### [Directions for this task]
Reproduce the lines of the records below verbatim, starting at the line that contains "Where can you find the white sky" and ending at the line that contains "Where can you find the cow muzzle", with both of those lines included.

### [Dataset records]
+ + +

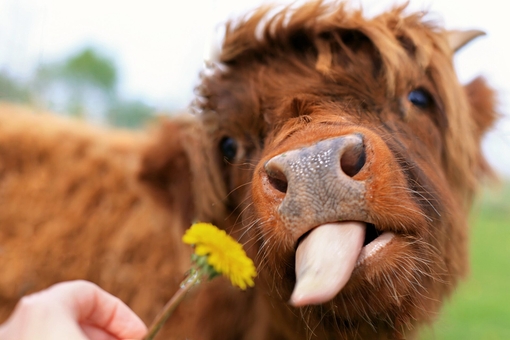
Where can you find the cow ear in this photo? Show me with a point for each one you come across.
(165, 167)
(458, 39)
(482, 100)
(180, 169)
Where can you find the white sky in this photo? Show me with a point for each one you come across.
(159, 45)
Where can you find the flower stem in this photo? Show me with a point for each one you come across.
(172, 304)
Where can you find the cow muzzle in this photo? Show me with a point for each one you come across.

+ + +

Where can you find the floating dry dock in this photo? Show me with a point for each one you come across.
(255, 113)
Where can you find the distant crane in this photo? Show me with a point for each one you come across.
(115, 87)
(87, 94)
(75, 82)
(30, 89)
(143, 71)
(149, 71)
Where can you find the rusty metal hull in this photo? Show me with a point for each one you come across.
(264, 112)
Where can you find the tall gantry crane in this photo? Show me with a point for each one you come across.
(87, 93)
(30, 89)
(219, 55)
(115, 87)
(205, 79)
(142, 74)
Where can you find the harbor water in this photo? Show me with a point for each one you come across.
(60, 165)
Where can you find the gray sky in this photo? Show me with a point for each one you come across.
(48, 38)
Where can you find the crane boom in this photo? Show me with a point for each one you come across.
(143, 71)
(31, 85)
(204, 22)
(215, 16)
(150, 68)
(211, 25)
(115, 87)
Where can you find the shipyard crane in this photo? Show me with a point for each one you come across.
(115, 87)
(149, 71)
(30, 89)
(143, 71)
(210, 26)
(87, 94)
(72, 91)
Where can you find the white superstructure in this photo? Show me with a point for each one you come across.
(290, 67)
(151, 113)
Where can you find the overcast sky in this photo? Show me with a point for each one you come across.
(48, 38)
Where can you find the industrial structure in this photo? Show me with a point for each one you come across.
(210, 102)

+ + +

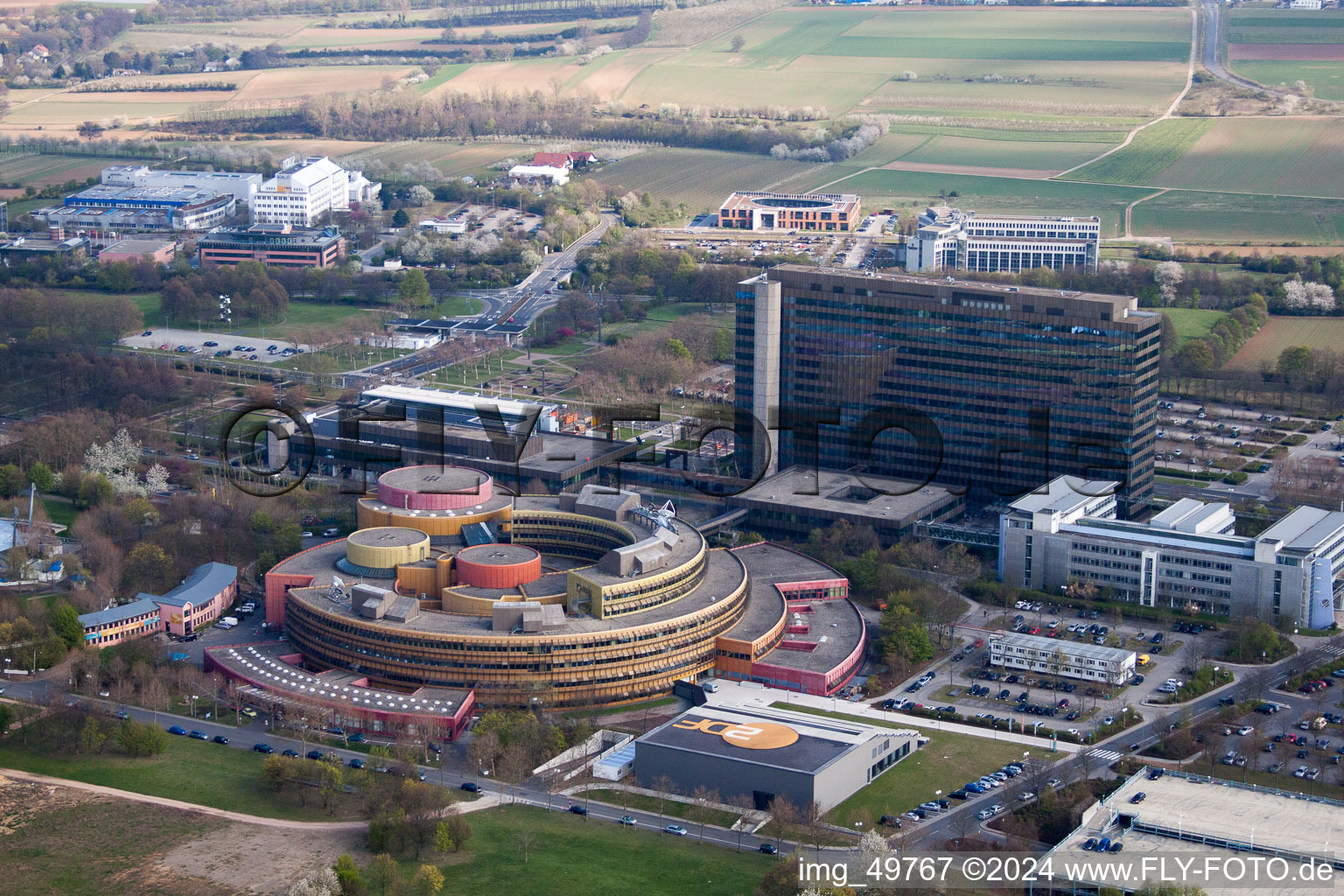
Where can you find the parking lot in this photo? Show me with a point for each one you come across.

+ + +

### [Worked solution]
Where can you find the white sky in this photo? Show me with a point for each one you come across.
(159, 45)
Where can you find the flower stem in this photo? Show me with a point for each one you come across.
(172, 304)
Where can you find the cow muzzle in this photo? Show me with a point for each one you come across.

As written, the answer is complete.